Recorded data
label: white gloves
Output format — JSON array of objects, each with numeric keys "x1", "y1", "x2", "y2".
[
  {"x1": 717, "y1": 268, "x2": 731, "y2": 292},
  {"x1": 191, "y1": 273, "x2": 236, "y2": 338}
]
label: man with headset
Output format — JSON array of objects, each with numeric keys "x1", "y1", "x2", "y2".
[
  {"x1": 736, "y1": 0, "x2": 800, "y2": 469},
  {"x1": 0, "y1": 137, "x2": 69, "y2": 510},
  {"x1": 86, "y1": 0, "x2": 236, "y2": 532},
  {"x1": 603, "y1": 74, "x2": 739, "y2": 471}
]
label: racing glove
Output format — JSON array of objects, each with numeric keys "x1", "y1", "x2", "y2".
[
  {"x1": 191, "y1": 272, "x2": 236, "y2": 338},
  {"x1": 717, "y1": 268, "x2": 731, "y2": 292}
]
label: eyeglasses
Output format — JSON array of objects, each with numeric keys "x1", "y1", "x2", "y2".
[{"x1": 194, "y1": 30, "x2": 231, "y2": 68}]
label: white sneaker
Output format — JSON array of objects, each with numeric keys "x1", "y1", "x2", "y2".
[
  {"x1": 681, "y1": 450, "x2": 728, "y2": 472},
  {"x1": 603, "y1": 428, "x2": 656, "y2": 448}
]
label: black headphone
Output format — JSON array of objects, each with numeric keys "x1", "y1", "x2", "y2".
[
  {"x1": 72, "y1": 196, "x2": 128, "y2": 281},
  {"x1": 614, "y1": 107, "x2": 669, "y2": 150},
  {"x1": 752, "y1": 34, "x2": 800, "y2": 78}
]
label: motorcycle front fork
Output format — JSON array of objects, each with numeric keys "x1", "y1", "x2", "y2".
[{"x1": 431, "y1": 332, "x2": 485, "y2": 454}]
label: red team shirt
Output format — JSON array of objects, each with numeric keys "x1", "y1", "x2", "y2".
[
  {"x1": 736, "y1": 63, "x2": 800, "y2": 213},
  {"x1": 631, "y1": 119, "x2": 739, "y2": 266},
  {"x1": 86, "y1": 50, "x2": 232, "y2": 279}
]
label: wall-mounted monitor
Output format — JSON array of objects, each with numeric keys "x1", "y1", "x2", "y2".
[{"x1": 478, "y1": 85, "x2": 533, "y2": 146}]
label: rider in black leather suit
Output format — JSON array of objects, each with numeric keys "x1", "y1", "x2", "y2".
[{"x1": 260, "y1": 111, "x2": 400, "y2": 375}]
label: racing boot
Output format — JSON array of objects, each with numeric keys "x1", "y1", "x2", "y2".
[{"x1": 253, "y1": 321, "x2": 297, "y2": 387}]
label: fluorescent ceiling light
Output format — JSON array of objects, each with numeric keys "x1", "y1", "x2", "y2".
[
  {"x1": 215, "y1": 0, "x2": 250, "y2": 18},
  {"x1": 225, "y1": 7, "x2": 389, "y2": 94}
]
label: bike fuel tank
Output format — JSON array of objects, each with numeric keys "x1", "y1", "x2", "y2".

...

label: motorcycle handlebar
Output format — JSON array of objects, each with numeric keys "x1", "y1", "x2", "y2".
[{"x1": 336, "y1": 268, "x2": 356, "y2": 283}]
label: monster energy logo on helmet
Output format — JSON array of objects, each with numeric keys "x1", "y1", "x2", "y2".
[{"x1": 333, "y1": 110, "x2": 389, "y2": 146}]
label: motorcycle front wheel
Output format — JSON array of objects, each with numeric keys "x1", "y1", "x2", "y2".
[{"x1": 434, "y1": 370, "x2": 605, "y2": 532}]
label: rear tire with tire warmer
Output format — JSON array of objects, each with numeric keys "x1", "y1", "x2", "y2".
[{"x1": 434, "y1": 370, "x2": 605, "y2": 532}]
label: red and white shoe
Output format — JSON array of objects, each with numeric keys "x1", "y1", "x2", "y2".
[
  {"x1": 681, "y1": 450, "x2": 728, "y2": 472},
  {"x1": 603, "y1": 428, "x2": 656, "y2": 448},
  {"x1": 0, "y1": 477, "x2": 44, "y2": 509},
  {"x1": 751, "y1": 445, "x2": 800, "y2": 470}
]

▶ **WHAT YOU WILL DO**: Count the lines in the records that contain the string "motorcycle", treating uppercase and lowercase as different. Give only the number.

▶ **FULL ANSWER**: 3